What you have to do
Swap every "thickest part" in the lines below for "widest part", keeping everything else the same.

Dataset rows
============

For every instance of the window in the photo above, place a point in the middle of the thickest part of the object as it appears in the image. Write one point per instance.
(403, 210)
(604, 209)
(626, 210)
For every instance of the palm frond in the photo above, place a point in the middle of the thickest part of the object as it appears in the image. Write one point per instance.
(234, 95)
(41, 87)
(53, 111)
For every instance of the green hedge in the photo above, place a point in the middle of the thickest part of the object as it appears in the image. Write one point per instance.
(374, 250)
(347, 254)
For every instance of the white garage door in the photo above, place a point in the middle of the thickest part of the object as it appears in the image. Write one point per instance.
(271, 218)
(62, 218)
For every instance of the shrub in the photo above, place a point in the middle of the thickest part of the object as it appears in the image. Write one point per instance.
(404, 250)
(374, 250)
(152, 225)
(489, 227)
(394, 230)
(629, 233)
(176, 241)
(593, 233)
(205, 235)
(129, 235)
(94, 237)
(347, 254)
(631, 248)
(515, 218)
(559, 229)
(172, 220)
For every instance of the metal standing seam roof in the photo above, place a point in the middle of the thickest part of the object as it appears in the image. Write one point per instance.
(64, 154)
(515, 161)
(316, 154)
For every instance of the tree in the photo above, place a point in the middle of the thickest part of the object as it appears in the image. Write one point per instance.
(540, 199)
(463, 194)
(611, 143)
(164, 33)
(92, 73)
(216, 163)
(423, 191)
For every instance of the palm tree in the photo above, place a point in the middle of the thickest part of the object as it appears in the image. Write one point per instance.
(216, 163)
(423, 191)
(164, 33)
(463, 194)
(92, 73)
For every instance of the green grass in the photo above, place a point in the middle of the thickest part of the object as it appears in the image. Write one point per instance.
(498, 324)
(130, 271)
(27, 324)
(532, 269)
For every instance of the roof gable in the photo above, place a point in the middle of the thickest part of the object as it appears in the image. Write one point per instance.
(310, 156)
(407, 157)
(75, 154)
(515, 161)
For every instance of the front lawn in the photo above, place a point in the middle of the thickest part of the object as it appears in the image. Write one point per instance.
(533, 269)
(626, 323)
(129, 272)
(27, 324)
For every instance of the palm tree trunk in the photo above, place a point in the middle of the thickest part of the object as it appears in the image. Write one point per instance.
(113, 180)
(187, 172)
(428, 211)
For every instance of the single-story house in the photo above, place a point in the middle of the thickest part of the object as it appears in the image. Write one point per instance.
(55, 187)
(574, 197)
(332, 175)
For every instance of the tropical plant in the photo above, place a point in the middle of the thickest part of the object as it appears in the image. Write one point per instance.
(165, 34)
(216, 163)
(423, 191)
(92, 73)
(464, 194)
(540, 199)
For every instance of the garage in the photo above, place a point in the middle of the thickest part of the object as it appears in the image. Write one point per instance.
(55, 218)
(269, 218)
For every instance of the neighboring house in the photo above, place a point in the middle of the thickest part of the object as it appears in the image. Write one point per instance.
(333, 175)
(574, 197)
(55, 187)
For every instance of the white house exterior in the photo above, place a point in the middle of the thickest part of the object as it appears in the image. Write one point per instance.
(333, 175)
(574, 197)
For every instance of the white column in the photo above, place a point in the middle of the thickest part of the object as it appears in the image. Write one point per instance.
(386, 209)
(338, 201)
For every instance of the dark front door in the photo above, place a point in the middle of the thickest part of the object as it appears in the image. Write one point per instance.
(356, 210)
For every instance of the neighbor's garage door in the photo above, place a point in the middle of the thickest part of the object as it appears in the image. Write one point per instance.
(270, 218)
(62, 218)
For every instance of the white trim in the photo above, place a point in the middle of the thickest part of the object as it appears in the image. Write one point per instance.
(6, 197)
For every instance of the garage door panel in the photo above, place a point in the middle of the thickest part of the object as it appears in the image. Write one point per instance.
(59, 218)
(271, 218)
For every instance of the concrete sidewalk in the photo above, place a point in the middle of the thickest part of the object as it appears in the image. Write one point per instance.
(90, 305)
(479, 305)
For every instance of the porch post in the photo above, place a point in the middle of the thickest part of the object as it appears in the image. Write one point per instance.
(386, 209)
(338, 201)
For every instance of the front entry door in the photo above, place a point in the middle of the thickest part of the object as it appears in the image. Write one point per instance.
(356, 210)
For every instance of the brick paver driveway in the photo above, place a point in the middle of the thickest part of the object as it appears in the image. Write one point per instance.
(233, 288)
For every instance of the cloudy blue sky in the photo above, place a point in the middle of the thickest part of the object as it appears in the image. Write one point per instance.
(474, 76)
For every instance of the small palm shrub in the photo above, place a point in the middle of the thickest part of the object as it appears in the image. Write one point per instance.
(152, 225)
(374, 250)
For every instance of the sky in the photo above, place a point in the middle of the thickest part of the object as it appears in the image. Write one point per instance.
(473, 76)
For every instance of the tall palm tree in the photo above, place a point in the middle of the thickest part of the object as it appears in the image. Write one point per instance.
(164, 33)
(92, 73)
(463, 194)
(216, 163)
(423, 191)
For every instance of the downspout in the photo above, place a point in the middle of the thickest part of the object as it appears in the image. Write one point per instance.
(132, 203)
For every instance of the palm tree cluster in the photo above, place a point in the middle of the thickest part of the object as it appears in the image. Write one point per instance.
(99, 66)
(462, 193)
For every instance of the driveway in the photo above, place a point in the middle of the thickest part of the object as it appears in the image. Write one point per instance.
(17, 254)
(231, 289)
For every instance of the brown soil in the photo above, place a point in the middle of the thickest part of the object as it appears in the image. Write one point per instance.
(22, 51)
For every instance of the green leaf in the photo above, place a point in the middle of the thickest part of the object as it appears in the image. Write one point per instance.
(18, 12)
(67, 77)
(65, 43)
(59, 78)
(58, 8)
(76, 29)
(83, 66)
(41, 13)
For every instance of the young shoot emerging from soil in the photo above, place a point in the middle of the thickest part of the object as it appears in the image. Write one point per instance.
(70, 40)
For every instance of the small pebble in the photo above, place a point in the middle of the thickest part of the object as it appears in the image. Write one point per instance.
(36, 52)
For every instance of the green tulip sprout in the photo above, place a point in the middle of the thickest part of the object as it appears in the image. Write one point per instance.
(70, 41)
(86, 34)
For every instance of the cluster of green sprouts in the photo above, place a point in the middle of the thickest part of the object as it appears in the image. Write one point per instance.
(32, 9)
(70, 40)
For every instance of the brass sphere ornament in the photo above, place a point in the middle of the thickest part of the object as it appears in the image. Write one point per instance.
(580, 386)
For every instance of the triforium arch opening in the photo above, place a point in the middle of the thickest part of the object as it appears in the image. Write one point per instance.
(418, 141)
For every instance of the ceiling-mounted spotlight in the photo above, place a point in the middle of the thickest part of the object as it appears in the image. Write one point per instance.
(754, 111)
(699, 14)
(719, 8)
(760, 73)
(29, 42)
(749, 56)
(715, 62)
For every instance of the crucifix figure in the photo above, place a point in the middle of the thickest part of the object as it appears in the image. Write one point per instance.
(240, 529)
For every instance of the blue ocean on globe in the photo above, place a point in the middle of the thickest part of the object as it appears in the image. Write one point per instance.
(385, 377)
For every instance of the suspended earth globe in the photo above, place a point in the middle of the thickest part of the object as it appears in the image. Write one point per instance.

============

Task solution
For every instance of the window in the photo above, place a point in the middle of the widest part of the object as it appears in the image. Write one point per instance.
(403, 210)
(604, 209)
(626, 210)
For every instance of the palm frond in the photo above, place a point in the middle of the widest part of the object as it appears in the image. Write one point per instance.
(234, 95)
(41, 87)
(53, 111)
For every instance of the green hedge in the photo above, place a point in the middle of the widest part of the object as it appears in the image. Write one point per instance.
(374, 250)
(347, 254)
For every instance of the white garage door in the photo above, place a point in the middle of the widest part of the object as it appears in the image. Write one point per instance.
(271, 218)
(62, 218)
For every instance of the shrub in the photo above, place a point in the middle of the widest part of the object as it appears in the image. Write one point per instance.
(404, 250)
(374, 250)
(152, 225)
(489, 227)
(394, 230)
(629, 233)
(176, 241)
(593, 233)
(205, 235)
(129, 235)
(94, 237)
(347, 254)
(631, 248)
(515, 218)
(559, 229)
(172, 220)
For every instance of the metal standing seam roof in the photo above, place a point in the middle of the widest part of the object as it appears in the image. Write one point per instance.
(64, 154)
(515, 161)
(316, 154)
For every instance of the tree in the photo above, place a point in the middle of the widest part of the object as it appears in the image. Write one point per instance.
(540, 199)
(463, 194)
(611, 143)
(164, 33)
(92, 73)
(216, 163)
(423, 191)
For every instance of the palm tree in the photo above, place a point in the middle of the widest part of the object as it appears in the image. Write one point per instance.
(216, 163)
(423, 191)
(164, 33)
(463, 194)
(92, 73)
For every instance of the green grass in the photo above, place a point in the middle of the widest part of the object as it appears in the image. Write one point per instance.
(498, 324)
(130, 271)
(27, 324)
(532, 269)
For every instance of the roof gable in the photo above, place a point in the middle of the widest part of the object as it appears in the image. Write one point per instance.
(310, 156)
(407, 157)
(75, 154)
(515, 161)
For every instance of the front lawn in the photo above, place a point in the middle of the widest part of the object as it appears in the image. Write one point per instance.
(533, 269)
(626, 323)
(129, 272)
(27, 324)
For every instance of the palm tree trunk in the photo above, place a point in the middle of the widest part of the object as it appears in the image. Write one point per instance.
(113, 180)
(187, 172)
(428, 211)
For every instance of the single-story house in the photo above, place a point in the middle of the widest part of the object as it appears in the image. Write one point per instance.
(55, 187)
(574, 197)
(332, 175)
For every instance of the tropical plant in the photo above, place a point in the middle of the widest part of the object as it appears in the image. Write one point per instance.
(165, 34)
(216, 163)
(423, 191)
(92, 73)
(464, 194)
(540, 199)
For every instance of the garage in the photo above, place a point in the middle of the widest part of the object as it appears in the image. Write one point per instance.
(55, 218)
(269, 218)
For every instance of the neighboring house in the photo above, place a point in the middle of the widest part of the object as it appears in the image. Write one point per instance.
(333, 175)
(574, 197)
(55, 187)
For every instance of the white house exterior in the photo above, place a point in the middle of the widest part of the object as it appears in the image. Write one point per instance.
(333, 175)
(574, 197)
For every instance of the white column in the photo above, place a point in the middle of the widest part of the object as it appears in the image. Write one point per instance.
(386, 209)
(338, 201)
For every instance of the dark front door in the photo above, place a point in the middle of the widest part of the object as it appears in the image. Write one point per instance.
(356, 210)
For every instance of the neighbor's garage door in the photo above, place a point in the middle of the widest part of the object as it appears in the image. Write one point per instance.
(270, 218)
(62, 218)
For every instance of the white trim in the photo above, place a point in the middle of the widest part of the object as it appears in the image. Write one point per instance.
(6, 197)
For every instance of the garage door panel in the photo above, place a point in the middle of the widest part of the object as it appears in the image. Write one point per instance.
(59, 218)
(271, 218)
For every instance of the concrete sidewalk in the photo above, place a point in the middle of the widest part of the object as it appears in the image. Write one point per instance.
(90, 305)
(479, 305)
For every instance of the porch post in the photo above, place a point in the middle of the widest part of the object as it appears in the image. Write one point per instance.
(386, 209)
(338, 201)
For every instance of the front entry door in the photo above, place a point in the middle of the widest part of the object as it appears in the image. Write one point per instance.
(356, 210)
For every instance of the brick paver driveway in the photo above, place a point in the middle of the widest part of the object as it appears in the image. Write one point per instance.
(233, 288)
For every instance of the cloudy blue sky in the photo above, place a point in the middle of the widest part of the object as it appears in the image. Write one point per instance.
(474, 76)
For every instance of the small palm shrub in the photo above, place a point in the middle of the widest part of the object as it appears in the image. Write one point per instance.
(152, 225)
(374, 250)
For every instance of the sky in the photo above, place a point in the middle of the widest part of the object as it appears in the image. Write one point per instance.
(473, 76)
For every instance of the tall palm tree in the photo above, place a point in the middle of the widest part of the object as it appears in the image. Write one point per instance.
(164, 33)
(92, 73)
(463, 194)
(216, 163)
(423, 191)
For every instance of the downspout in the photo above, place a point in the middle of the widest part of the object as it appears in the image. Write one point per instance.
(132, 203)
For every instance of the palm tree cluster in the photo above, place a point in the middle of the widest part of the object as it appears in the image. Write one point per instance.
(99, 66)
(462, 193)
For every instance of the driveway in the photo above, place a point in the middle of the widest part of the object as it appears in the image. Write one point per instance.
(17, 254)
(231, 289)
For every instance of the brown soil in the photo above, place a point in the middle of the widest part of the object as it appears in the image. Write one point per instance.
(22, 51)
For every instance of the green leaf in the photo above, place a point in the middle of the widest part of the object as it appears in the image. Write one point per instance.
(18, 12)
(67, 77)
(65, 43)
(59, 78)
(58, 8)
(76, 29)
(83, 66)
(41, 13)
For every instance of the young shoot emerging from soil in the photo above, place a point in the middle of the widest part of the object as it appears in the image. Write one point per instance.
(70, 40)
For every instance of the small pebble in the photo above, place a point in the middle of the widest part of the object as it appears in the image. Write one point per instance.
(36, 52)
For every instance of the green tulip sprout in the photo above, place a point in the middle of the widest part of the object as it appears in the image. Write one point per instance.
(70, 41)
(86, 34)
For every instance of the cluster of green sprouts in the photo above, place a point in the middle of the widest part of the object as it appears in the image. Write one point per instance.
(32, 9)
(70, 40)
For every instance of the brass sphere ornament in the photo above, place a point in the middle of the widest part of the object as it appears in the image. Write one point per instance.
(580, 386)
For every instance of the triforium arch opening in the photo above, place a point in the middle of the widest part of the object as it appears in the image. Write one point per instance.
(418, 141)
For every instance of the ceiling-mounted spotlight in the photo above, place a point in the middle of the widest part of the object as it appears in the image. Write one point per instance.
(754, 111)
(699, 14)
(719, 8)
(760, 73)
(29, 42)
(749, 56)
(715, 62)
For every instance of the crucifix figure in the photo above, place a point in the middle of the widest part of the object as it appears in the image. Write one point per instance.
(240, 529)
For every instance of the blue ocean on globe in the photo above, place a point in the middle of the widest part of the object as it appears in the image. Write one point per instance.
(385, 377)
For every instance of the suspended earth globe in the photo above, place a point in the middle of the widest part of the object as it appears in the image. Write one point per instance.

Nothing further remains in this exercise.